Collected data
================================

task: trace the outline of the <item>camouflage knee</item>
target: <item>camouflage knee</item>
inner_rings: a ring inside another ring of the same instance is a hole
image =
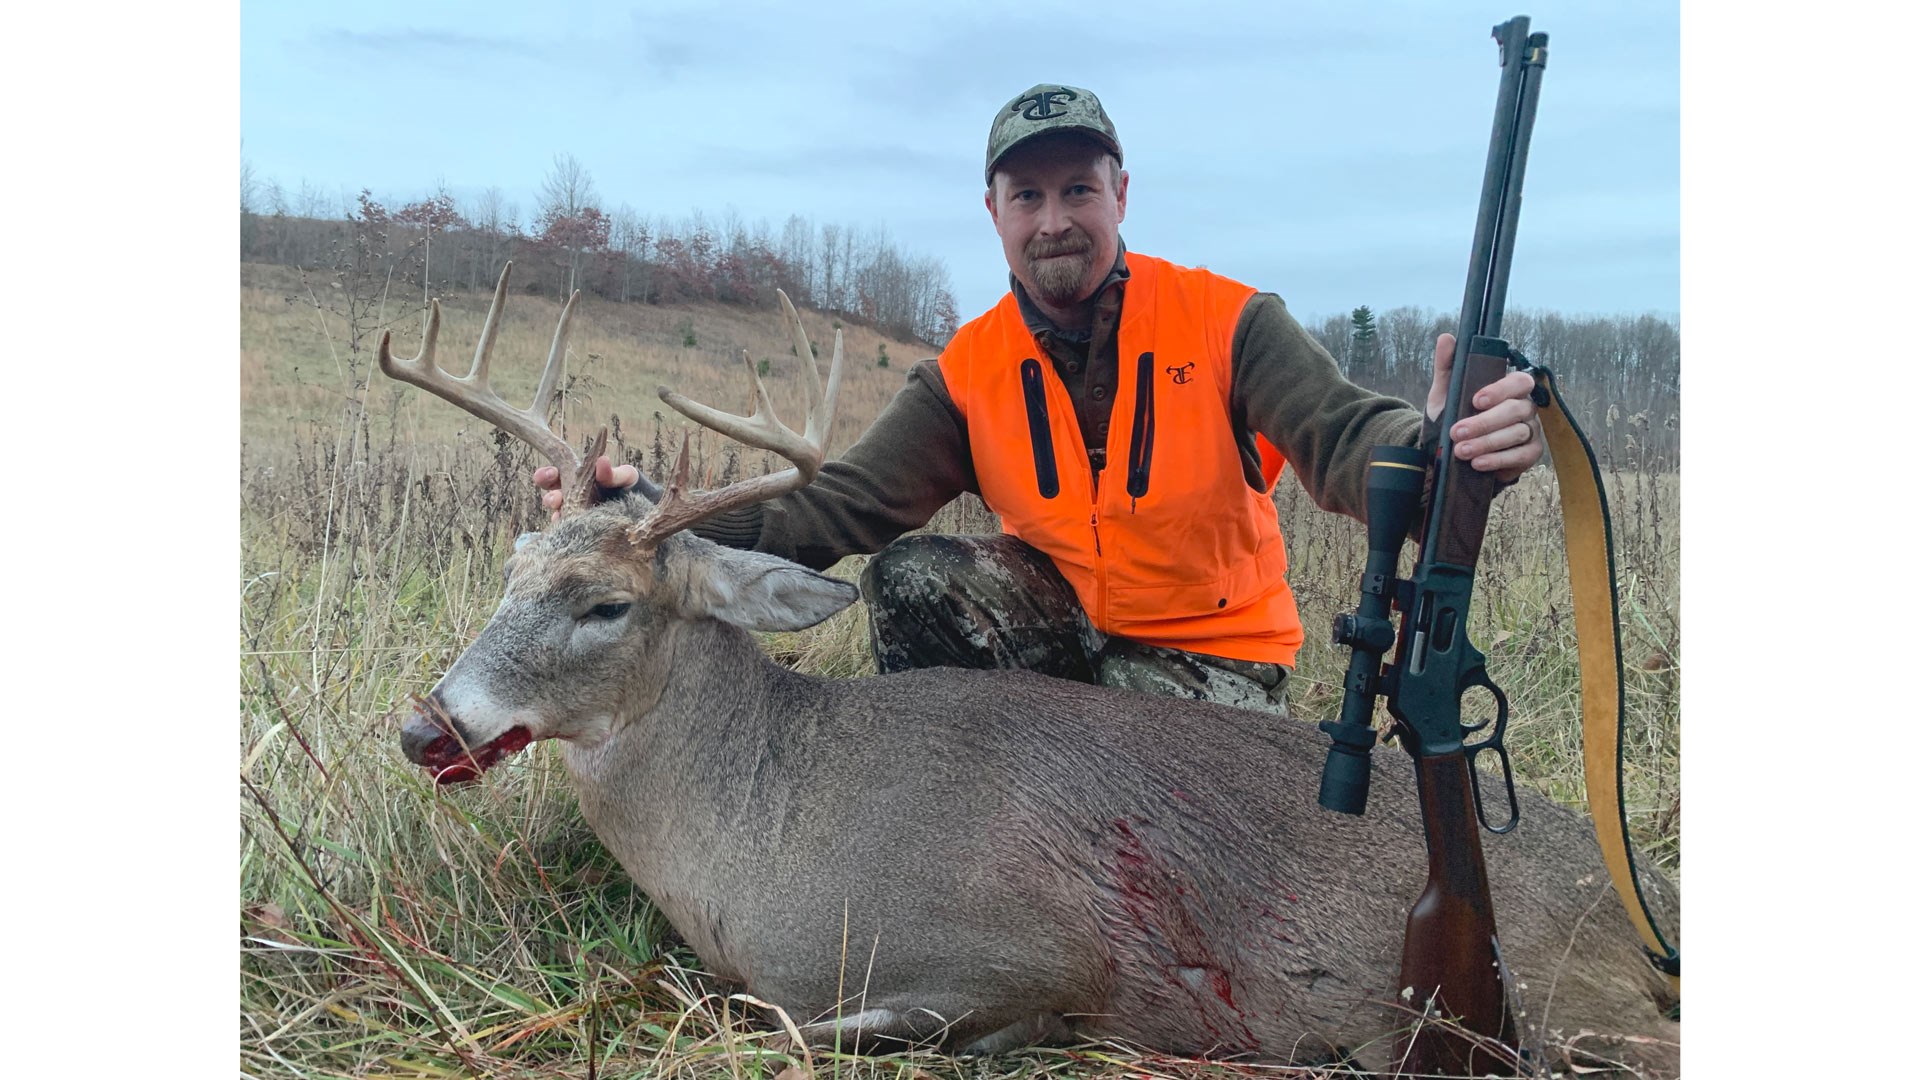
[[[860,578],[874,662],[1018,668],[1092,682],[1092,627],[1046,556],[1010,536],[907,536]]]
[[[1288,715],[1287,679],[1292,673],[1283,664],[1207,656],[1112,638],[1100,652],[1099,669],[1102,686]]]

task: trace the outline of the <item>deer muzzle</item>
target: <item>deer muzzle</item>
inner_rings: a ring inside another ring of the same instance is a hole
[[[447,715],[437,698],[420,699],[400,727],[400,752],[433,774],[436,784],[478,780],[494,763],[533,741],[524,726],[509,728],[492,742],[476,744],[460,722]]]

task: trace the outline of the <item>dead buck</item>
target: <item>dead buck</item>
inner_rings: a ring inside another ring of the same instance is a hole
[[[587,821],[708,971],[781,1006],[809,1041],[837,1026],[862,1045],[1109,1038],[1391,1066],[1391,1033],[1418,1019],[1395,981],[1425,868],[1405,762],[1380,755],[1372,809],[1349,817],[1315,803],[1326,747],[1306,723],[1025,672],[780,667],[751,632],[811,626],[856,588],[685,530],[820,469],[839,336],[823,394],[780,297],[804,434],[757,375],[750,418],[661,390],[793,468],[695,495],[683,444],[664,493],[589,506],[598,447],[582,455],[544,421],[573,303],[533,407],[514,409],[487,378],[506,283],[464,379],[434,365],[437,307],[415,360],[380,345],[387,374],[538,447],[566,492],[405,724],[409,759],[471,779],[559,740]],[[1678,1052],[1666,985],[1590,826],[1522,802],[1521,828],[1483,842],[1530,1038],[1617,1033],[1626,1060],[1665,1071]],[[1647,877],[1670,920],[1676,891]]]

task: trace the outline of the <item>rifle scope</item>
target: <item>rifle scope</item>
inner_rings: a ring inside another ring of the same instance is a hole
[[[1323,720],[1333,737],[1320,770],[1320,805],[1342,814],[1367,809],[1367,783],[1377,737],[1374,702],[1381,693],[1380,657],[1393,647],[1393,607],[1400,549],[1413,531],[1426,484],[1427,455],[1410,446],[1377,446],[1367,463],[1367,568],[1360,606],[1333,617],[1333,643],[1352,649],[1340,719]]]

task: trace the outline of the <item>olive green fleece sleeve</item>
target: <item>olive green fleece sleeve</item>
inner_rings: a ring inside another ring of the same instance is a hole
[[[1367,456],[1383,444],[1418,445],[1424,419],[1399,398],[1348,382],[1272,293],[1256,293],[1240,312],[1232,407],[1235,429],[1278,447],[1316,504],[1360,520]]]
[[[844,556],[879,551],[962,492],[979,490],[965,422],[939,364],[923,360],[872,426],[845,455],[822,466],[813,483],[696,531],[824,570]]]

================================

_Exercise prompt_
The reply should hold only the lines from the first line of the records above through the line containing "target: <item>rifle scope</item>", copied exactly and without pictures.

_Exercise answer_
task: trace the outline of the <item>camouflage knee</item>
target: <item>camouflage knee</item>
inner_rings: a ring inside another ring of the same instance is a hole
image =
[[[860,578],[874,662],[1018,668],[1092,682],[1092,627],[1046,556],[1010,536],[907,536]]]
[[[1288,715],[1287,679],[1292,673],[1283,664],[1207,656],[1112,638],[1100,652],[1099,669],[1102,686]]]

task: trace the outline of the <item>deer muzzle</item>
target: <item>deer muzzle</item>
inner_rings: a ring inside another ring of the same instance is a hole
[[[447,715],[437,698],[420,699],[400,727],[400,752],[433,774],[436,784],[478,780],[494,763],[533,741],[524,726],[509,728],[492,742],[476,744],[460,722]]]

task: trace the outline of the <item>dead buck</item>
target: <item>dead buck</item>
inner_rings: a ring inside another ring of the same instance is a hole
[[[587,821],[708,971],[781,1006],[809,1041],[837,1026],[862,1045],[1109,1038],[1391,1066],[1391,1033],[1418,1019],[1395,981],[1425,868],[1405,762],[1380,755],[1372,809],[1349,817],[1315,803],[1326,747],[1306,723],[1025,672],[780,667],[751,632],[811,626],[856,588],[685,530],[820,469],[839,336],[823,394],[780,297],[804,434],[757,375],[750,418],[661,390],[793,468],[695,495],[683,444],[664,493],[589,506],[598,447],[582,455],[544,421],[573,303],[533,407],[514,409],[487,378],[506,283],[464,379],[434,365],[437,307],[415,360],[380,345],[387,374],[538,447],[566,492],[405,724],[409,759],[471,779],[559,740]],[[1678,1052],[1666,985],[1590,826],[1522,802],[1521,828],[1483,842],[1530,1038],[1617,1033],[1626,1060],[1665,1071]],[[1647,877],[1670,920],[1676,891]]]

task: trace the outline of the <item>rifle scope</item>
target: <item>rifle scope</item>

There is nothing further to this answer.